**SOURCE DOCUMENT**
-- begin --

9 Lessons From This Year’s Ten Best Support Websites Awards

Each year, the Association of Support Professionals (ASP) distributes ten awards for support websites, three to small companies and seven in the so-called open division. This year’s winners were Cisco, Dell, Intel Security, PTC, Red Hat, and, in the small company division, Aconex, Jive, and LANDESK. Congratulations to all the winners, which include several FT Works clients.

I have served as a judge for the website awards for many years, but was not assigned to review any of the winners this time around, so I was particularly interested in reviewing the final report and the winning entries. I have found that the caliber of entries has gone up over the years, and indeed, in 2015, the average scores in many categories topped 3 on a 4-point scale — and of course the winners earned higher scores. This points to a consolidation in best practices for support websites, and that’s what I also concluded from reading the 128-page report. Here are nine highlights:

  • Leverage web metrics to improve the site, and the contents. As highlighted in the Aconex entry, if users are clicking on the “wrong” bits of an illustration, change it until users “automatically” choose the ones you want them to use.
  • Create product pages. This has been a crowd-pleaser for FT Works clients’ customers, so I am not surprised it is now established as a best practice.
  • Bridge internal silos to present a unified experience to customers. Easier said than done, but said, and apparently done, by several of the winners.
  • Special portals for high-value customers are useful and worthwhile. We tend to think of high-value customers as wanting (only) high-touch services, but this is a mistake: they also appreciate tailored self-service.
  • Offer a translation widget as a low-cost alternative to full translation.

-- end --

**OBJECTIVE A**
Count the lines in the records below that contain the string "small", and reply with the number alone.

Dataset items:
-- begin --

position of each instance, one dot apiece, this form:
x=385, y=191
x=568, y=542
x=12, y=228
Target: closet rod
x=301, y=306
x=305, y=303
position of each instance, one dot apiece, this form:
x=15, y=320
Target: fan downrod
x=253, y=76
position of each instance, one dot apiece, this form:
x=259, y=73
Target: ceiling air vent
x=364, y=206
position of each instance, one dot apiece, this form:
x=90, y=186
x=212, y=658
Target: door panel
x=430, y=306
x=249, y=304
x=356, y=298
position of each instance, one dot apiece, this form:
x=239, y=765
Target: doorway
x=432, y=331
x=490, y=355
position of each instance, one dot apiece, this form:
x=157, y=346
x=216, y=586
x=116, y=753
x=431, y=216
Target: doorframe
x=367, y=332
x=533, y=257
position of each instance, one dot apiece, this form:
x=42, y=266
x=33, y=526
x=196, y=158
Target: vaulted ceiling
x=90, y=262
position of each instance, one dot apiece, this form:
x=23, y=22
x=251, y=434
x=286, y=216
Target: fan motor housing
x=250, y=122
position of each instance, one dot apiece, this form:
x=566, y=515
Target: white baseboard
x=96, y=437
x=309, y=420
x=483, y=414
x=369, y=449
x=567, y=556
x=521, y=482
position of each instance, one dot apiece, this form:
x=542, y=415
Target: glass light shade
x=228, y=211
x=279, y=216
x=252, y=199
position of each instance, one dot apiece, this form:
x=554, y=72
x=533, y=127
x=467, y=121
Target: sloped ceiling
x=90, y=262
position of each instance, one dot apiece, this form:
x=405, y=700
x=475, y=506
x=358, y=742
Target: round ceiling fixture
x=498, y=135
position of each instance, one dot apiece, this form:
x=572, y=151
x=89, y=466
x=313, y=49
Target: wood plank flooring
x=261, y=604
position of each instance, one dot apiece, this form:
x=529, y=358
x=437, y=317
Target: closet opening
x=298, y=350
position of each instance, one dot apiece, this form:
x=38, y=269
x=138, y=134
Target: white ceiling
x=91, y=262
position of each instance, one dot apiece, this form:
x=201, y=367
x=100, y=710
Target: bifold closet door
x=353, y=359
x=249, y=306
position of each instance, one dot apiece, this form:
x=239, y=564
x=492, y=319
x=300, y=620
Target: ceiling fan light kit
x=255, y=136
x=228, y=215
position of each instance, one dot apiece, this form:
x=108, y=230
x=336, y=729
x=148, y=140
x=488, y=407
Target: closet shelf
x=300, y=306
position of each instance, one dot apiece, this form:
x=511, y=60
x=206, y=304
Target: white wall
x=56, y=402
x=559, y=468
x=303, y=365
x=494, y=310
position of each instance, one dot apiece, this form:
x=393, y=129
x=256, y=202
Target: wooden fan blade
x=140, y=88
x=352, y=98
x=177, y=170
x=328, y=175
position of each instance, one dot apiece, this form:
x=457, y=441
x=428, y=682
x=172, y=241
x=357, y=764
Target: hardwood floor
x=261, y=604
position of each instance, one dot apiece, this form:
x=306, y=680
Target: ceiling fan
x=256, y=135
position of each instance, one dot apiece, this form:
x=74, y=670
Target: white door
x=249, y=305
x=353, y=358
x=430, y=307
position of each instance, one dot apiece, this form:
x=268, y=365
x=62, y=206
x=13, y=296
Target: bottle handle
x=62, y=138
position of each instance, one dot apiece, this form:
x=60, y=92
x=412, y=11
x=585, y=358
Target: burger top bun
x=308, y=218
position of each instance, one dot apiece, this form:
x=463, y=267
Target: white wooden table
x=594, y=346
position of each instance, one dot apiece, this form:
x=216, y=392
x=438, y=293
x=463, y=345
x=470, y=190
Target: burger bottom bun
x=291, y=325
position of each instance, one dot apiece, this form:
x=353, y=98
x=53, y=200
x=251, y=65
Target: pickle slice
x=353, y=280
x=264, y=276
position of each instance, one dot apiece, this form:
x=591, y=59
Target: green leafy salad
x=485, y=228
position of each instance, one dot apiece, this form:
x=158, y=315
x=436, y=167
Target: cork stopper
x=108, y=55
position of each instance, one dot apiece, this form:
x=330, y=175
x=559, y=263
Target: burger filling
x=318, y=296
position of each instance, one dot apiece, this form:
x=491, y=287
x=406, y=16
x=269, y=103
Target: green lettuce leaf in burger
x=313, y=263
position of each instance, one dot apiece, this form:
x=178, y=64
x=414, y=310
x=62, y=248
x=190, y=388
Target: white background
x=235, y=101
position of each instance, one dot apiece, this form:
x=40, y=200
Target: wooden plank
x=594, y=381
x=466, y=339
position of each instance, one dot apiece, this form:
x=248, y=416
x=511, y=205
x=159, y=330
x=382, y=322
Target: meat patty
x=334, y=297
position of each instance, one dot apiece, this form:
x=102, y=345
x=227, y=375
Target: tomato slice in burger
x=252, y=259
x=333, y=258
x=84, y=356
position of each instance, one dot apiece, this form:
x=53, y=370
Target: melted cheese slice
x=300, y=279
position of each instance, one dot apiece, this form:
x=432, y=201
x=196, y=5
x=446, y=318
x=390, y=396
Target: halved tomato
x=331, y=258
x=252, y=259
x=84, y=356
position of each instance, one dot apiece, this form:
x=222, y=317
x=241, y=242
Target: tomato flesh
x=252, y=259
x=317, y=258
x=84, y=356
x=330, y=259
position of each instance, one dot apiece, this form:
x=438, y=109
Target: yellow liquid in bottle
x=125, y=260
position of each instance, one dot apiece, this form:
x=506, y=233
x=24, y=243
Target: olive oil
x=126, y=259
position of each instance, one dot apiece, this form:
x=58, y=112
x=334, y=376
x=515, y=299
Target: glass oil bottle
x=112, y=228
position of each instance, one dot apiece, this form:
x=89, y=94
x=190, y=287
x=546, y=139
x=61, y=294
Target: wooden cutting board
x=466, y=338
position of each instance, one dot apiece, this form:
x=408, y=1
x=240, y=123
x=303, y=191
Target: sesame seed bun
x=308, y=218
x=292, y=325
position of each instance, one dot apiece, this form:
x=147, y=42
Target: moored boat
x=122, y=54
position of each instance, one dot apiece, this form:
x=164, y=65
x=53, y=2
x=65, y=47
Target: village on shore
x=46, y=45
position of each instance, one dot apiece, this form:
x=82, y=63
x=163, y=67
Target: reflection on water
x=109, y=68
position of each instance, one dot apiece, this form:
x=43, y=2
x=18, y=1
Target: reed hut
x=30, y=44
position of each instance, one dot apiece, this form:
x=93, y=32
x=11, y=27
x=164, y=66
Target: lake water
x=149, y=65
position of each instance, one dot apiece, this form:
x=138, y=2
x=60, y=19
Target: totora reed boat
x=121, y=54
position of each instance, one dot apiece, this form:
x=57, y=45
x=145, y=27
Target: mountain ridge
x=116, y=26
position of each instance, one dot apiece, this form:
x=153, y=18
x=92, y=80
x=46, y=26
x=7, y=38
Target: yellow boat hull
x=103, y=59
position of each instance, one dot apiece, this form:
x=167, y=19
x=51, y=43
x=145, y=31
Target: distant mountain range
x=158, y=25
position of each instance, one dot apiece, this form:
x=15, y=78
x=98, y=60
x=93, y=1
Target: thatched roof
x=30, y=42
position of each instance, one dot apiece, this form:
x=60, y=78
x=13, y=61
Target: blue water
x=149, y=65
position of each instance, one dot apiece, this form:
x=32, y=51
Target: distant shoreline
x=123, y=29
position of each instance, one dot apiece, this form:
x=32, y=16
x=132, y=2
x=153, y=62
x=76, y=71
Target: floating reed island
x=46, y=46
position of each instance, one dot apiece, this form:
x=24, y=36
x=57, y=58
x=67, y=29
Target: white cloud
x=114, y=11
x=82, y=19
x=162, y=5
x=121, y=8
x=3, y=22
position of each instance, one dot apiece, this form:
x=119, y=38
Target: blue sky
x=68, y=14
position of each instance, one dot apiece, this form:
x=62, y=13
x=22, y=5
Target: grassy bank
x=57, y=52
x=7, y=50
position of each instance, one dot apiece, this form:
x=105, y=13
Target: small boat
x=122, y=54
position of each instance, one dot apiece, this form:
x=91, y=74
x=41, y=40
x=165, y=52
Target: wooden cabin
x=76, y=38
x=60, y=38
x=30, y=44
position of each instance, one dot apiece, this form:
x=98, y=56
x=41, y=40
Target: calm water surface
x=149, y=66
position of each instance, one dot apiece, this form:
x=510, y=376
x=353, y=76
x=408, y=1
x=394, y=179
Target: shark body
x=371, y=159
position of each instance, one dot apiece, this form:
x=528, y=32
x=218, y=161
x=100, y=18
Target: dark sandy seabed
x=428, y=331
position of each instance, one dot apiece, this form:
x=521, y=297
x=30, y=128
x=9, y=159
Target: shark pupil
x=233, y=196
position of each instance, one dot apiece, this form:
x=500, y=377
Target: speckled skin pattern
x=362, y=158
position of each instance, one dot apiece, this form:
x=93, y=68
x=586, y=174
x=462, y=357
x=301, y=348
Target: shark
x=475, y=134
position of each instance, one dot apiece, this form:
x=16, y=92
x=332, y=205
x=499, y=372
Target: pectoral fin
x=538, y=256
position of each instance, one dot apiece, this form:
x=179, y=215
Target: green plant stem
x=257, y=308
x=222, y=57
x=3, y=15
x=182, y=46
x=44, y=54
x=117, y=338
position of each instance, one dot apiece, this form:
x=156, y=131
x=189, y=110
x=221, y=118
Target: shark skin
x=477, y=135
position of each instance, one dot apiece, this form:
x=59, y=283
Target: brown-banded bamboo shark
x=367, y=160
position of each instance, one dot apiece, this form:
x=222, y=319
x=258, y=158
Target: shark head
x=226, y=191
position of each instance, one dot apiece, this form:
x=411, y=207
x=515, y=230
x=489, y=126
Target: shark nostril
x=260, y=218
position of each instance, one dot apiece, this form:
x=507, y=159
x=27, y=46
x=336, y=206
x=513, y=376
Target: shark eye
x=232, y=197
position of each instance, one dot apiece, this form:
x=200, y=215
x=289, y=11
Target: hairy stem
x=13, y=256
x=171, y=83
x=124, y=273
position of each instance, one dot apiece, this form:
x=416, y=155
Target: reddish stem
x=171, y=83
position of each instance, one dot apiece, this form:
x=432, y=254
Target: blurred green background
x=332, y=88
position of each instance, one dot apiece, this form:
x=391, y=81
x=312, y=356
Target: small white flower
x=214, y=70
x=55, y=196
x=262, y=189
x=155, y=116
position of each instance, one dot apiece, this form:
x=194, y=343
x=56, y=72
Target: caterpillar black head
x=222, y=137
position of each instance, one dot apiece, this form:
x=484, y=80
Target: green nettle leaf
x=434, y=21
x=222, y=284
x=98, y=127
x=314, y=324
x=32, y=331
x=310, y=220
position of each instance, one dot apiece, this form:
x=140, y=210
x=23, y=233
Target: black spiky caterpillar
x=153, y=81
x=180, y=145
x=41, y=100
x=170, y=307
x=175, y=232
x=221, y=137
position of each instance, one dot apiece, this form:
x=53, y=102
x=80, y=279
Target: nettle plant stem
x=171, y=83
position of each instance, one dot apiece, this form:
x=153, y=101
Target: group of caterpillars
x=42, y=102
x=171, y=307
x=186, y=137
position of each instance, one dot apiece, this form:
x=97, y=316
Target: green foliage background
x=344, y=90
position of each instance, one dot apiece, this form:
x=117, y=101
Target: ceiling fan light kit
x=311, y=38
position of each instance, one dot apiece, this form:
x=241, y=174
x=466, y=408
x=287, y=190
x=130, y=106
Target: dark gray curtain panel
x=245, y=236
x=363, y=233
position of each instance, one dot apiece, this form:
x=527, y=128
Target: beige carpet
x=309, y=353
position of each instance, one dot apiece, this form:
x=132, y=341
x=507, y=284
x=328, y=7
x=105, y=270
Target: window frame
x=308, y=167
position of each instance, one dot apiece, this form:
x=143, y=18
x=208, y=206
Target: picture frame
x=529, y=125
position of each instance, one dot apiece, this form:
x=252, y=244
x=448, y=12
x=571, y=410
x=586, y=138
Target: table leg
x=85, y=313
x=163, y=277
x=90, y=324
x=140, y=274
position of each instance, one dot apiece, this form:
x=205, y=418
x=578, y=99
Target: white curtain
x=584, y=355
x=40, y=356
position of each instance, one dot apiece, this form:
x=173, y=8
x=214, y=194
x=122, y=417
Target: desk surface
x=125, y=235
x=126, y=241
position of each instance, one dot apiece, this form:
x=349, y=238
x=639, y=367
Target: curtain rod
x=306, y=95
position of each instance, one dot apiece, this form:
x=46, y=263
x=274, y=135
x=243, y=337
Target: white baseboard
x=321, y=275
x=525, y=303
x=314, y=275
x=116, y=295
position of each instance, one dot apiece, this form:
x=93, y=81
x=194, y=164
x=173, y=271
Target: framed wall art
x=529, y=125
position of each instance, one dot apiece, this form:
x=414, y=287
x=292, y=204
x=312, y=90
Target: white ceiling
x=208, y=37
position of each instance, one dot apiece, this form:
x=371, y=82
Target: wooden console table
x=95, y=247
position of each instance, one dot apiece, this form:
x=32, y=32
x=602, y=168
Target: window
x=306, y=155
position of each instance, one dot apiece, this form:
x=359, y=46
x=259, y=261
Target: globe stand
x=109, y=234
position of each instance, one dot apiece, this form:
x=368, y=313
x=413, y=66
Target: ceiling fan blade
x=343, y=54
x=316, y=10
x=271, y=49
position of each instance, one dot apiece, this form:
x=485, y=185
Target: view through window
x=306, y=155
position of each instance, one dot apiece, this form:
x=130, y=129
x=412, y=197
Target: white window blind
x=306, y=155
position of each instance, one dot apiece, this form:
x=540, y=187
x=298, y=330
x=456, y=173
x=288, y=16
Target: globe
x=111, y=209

-- end --

**OBJECTIVE B**
From the support website awards article above, reproduce the passage from "9 Lessons From" up to and including "FT Works clients." word for word.

**SOLUTION A**
2

**SOLUTION B**
9 Lessons From This Year’s Ten Best Support Websites Awards

Each year, the Association of Support Professionals (ASP) distributes ten awards for support websites, three to small companies and seven in the so-called open division. This year’s winners were Cisco, Dell, Intel Security, PTC, Red Hat, and, in the small company division, Aconex, Jive, and LANDESK. Congratulations to all the winners, which include several FT Works clients.